CONSIGNE:
Transcrivez mot pour mot, dans le texte sur l'asile en Belgique, le passage qui va de « L’asile en Europe » jusqu'à « témoignage et débat. ».

EXTRAIT DU DOCUMENT:
··········

L’asile en Europe et en Belgique : une arrivée de migrants qui revient à la normale, un accueil des européens qui reste timide


Au hasard des crises humanitaires et des décisions politiques internationales et nationales, la question de l’asile est en constante évolution. Dans ce contexte mouvant, tant les réalités que les images et rumeurs qu’elles génèrent doivent être sans cesse analysées et prises en compte. Pour faire la point sur la question, le CIMB (Centre Interculturel de Mons et du Borinage) a organisé une conférence-débat autour de la question de « L’asile en Belgique : aujourd’hui, où en est-on ? » Une piqûre de rappel entre exposé, témoignage et débat.

··········

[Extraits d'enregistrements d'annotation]
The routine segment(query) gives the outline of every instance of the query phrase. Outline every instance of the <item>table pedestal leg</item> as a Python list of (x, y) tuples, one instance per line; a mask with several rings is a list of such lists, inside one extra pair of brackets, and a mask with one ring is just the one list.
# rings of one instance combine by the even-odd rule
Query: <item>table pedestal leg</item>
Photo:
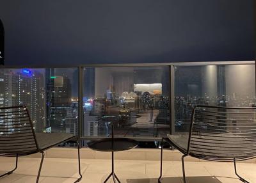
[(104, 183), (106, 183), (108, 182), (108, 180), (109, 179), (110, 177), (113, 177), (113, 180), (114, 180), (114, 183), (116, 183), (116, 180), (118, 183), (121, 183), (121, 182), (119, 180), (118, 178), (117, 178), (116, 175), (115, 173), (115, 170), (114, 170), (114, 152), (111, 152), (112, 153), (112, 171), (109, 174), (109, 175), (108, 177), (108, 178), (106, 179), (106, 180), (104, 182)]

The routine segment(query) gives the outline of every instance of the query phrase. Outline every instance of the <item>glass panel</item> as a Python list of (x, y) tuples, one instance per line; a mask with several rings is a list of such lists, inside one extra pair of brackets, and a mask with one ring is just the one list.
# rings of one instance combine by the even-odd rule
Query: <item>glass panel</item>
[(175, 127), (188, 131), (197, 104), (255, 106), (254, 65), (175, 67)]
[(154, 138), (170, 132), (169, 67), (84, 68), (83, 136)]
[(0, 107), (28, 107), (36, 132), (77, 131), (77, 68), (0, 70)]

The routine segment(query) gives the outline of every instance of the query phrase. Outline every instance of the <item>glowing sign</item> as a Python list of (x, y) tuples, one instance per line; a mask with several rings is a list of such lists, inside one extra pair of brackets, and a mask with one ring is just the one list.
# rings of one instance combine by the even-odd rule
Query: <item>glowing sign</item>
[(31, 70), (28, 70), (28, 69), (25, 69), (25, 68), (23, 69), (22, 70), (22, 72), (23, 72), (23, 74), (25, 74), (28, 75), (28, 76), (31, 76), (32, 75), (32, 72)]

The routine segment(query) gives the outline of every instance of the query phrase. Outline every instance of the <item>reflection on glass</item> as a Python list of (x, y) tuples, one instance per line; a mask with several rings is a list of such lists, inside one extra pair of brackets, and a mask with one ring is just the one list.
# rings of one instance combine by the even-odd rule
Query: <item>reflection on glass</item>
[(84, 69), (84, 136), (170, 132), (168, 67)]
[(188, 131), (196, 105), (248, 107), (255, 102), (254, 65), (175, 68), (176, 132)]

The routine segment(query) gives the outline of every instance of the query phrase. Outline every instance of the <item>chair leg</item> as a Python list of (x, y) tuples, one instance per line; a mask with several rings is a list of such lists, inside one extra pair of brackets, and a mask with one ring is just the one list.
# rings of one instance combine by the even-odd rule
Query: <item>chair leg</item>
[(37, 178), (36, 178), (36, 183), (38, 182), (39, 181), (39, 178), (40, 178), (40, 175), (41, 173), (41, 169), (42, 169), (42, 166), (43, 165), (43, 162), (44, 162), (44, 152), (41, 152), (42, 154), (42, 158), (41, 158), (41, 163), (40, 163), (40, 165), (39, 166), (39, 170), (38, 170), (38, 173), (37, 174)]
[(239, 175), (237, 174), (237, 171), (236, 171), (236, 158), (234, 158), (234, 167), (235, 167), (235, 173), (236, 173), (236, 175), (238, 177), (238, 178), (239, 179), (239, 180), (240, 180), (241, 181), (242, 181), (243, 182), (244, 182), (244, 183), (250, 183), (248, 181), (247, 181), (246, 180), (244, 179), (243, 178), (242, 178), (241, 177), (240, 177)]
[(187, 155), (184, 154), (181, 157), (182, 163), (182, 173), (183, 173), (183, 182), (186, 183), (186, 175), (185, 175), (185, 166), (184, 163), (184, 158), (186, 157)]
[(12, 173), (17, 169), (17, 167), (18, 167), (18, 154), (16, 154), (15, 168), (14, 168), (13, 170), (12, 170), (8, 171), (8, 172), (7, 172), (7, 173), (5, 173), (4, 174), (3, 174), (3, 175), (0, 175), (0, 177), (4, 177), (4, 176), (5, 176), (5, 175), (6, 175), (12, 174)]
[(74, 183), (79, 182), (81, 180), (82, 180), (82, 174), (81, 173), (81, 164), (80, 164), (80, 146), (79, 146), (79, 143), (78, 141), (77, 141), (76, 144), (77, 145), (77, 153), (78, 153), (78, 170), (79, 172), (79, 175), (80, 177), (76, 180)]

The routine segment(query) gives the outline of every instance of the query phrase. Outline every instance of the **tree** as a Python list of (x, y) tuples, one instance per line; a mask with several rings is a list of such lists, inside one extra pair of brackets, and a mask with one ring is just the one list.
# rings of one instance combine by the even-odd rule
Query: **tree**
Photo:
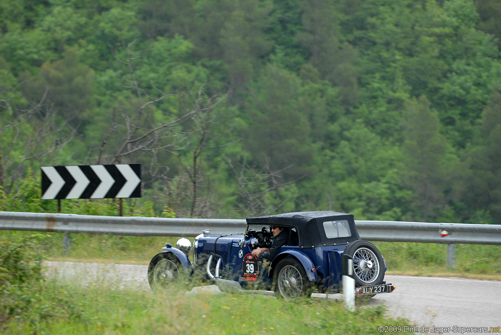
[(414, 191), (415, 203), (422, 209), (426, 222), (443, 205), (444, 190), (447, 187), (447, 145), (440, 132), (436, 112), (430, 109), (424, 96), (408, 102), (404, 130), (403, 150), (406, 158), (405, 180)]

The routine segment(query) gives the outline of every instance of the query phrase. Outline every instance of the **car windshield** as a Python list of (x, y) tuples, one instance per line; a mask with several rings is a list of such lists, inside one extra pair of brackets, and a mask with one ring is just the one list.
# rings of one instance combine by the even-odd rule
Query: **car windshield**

··········

RÉPONSE ATTENDUE:
L’asile en Europe et en Belgique : une arrivée de migrants qui revient à la normale, un accueil des européens qui reste timide


Au hasard des crises humanitaires et des décisions politiques internationales et nationales, la question de l’asile est en constante évolution. Dans ce contexte mouvant, tant les réalités que les images et rumeurs qu’elles génèrent doivent être sans cesse analysées et prises en compte. Pour faire la point sur la question, le CIMB (Centre Interculturel de Mons et du Borinage) a organisé une conférence-débat autour de la question de « L’asile en Belgique : aujourd’hui, où en est-on ? » Une piqûre de rappel entre exposé, témoignage et débat.